**WHAT TO WORK ON**:
- A) In the forum thread, what share of the new Haxe-based software running on the TiVos was converted using automated tools?
- B) Reproduce the stretch of the forum thread from "Me too. Perhaps" through "You lost me.".

**SOURCE PASSAGE**:
Me too. Perhaps the update will detect the platform and turn on options? Just guessing of course. It's that "but" in her post that's confusing.


----------



## NorthAlabama (Apr 19, 2012)

waynomo said:


> You lost me.


it's suspected she's hinting premieres are not getting the new vudu or amazon prime apps. if those new apps are considered additional hardware functionality, then her tweet makes sense. otherwise, it doesn't, at least not to me. i've never viewed new software apps as an additional hardware functionality.

maybe she's talking about something else?


----------



## waynomo (Nov 9, 2002)

I see what you're saying. An app is basically an app. What's the big deal? 

Did I get that right?


----------



## NorthAlabama (Apr 19, 2012)

waynomo said:


> I see what you're saying. An app is basically an app. What's the big deal?
> 
> Did I get that right?


no.


----------



## JoeKustra (Dec 7, 2012)

waynomo said:


> I see what you're saying. An app is basically an app. What's the big deal?
> 
> Did I get that right?


Probably right, but I'm no expert. Vudu can do 1080p (I have it on my Blu-ray). Perhaps that's a hardware thing? Just guessing. I have Hulu+ on all my stuff, and Amazon (not prime).


----------



## bradenmcg (Dec 29, 2007)

The new apps are supposedly using HTML5 internally, and possibly streaming video with the same method. This usually takes more guts on the hardware end to do. The Premiere may not have it.

- [thumbed from a phone] -


----------



## bradleys (Oct 31, 2007)

NorthAlabama said:


> it's suspected she's hinting premieres are not getting the new vudu or amazon prime apps. if those new apps are considered additional hardware functionality, then her tweet makes sense. otherwise, it doesn't, at least not to me. i've never viewed new software apps as an additional hardware functionality.
> 
> maybe she's talking about something else?


She didn't say anything about additional hardware functionality... She said "the newer/faster hardware (of the Roamio over the Premiere) enables additional functionality"

This means certain software components will be delivered to the Roamio Line and excluded from the Premiere line. Probably OTA apps...


----------



## ajwees41 (May 7, 2006)

bradenmcg said:


> The new apps are supposedly using HTML5 internally, and possibly streaming video with the same method. This usually takes more guts on the hardware end to do. The Premiere may not have it.
> 
> - [thumbed from a phone] -


I thought one of the last updates streamlined the software, so Premiere should have HTML5 apps al ready.


----------



## lgnad (Feb 14, 2013)

ajwees41 said:


> I thought one of the last updates streamlined the software, so Premiere should have HTML5 apps al ready.


Is everyone arguing semantics in this thread, or is there genuine misunderstanding?

The Roamio and Minis have dramatically more capable hardware that Premieres. The newer generation chips likely have dedicated capabilities in hardware for functions that were software-driven in the old Premiere, and can simply run much more code in the same timeframe due to faster clock rates, optimizations, larger caches, etc

Its likely that the older hardware lacks sufficient horsepower or dedicated hardware to drive software functionality satisfactorily with the current OS software. E.g. The new apps might not be able to buffer, decompress, render the streams in real-time while driving the app's UI and allof Tivos's background functions.

Factor in that the new Haxe-based software that the Tivos are running was 85% converted using automated tools, which means limited "hand" optimization of the code. The little publicly shared info about the conversion talks about missing software tools that Tivo had to build when converting to Haxe. We're only a few months out from the first version, and they have been busy adding features and apps and squashing bugs vs optimizations.

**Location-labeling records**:
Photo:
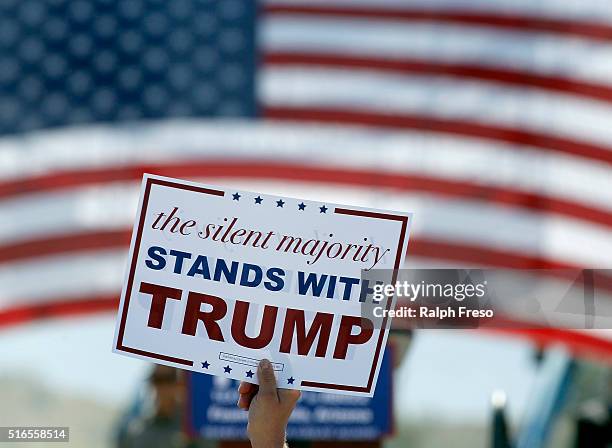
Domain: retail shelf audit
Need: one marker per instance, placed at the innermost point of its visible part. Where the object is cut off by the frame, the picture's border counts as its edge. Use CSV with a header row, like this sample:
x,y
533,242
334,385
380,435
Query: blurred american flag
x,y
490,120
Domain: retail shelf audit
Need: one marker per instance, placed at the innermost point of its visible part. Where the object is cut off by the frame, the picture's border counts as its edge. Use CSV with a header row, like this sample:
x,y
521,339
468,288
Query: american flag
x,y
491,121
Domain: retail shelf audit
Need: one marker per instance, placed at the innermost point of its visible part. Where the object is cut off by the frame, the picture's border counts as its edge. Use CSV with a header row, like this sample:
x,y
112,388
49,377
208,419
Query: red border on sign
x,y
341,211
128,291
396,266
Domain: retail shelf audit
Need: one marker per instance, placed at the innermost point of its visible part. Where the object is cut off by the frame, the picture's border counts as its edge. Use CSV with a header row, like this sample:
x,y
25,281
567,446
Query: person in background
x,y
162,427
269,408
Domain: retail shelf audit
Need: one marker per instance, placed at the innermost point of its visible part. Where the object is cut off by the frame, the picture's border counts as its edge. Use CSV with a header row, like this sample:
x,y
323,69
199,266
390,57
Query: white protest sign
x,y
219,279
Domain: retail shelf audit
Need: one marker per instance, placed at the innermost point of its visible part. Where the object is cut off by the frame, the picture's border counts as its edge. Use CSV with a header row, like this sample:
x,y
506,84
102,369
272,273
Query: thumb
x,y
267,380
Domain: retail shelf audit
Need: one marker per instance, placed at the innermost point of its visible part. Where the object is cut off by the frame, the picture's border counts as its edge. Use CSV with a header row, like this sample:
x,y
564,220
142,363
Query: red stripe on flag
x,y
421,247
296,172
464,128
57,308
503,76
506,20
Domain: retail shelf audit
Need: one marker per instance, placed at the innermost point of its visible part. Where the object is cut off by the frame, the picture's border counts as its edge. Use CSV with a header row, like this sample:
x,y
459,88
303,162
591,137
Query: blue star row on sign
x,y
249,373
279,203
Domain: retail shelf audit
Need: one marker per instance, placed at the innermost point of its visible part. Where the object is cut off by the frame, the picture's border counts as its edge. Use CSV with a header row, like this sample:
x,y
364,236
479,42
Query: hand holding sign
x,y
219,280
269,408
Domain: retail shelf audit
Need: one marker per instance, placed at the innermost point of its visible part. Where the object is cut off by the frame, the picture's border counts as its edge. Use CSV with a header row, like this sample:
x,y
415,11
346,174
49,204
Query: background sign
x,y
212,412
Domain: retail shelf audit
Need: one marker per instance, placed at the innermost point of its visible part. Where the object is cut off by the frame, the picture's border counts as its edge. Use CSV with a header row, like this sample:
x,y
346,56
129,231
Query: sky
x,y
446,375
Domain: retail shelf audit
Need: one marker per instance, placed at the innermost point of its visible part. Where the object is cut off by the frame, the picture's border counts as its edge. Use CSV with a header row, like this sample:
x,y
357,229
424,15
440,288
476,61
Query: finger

**ANSWERS FOR THE TASKS**:
- A) 85%

- B)
Me too. Perhaps the update will detect the platform and turn on options? Just guessing of course. It's that "but" in her post that's confusing.


----------



## NorthAlabama (Apr 19, 2012)

waynomo said:


> You lost me.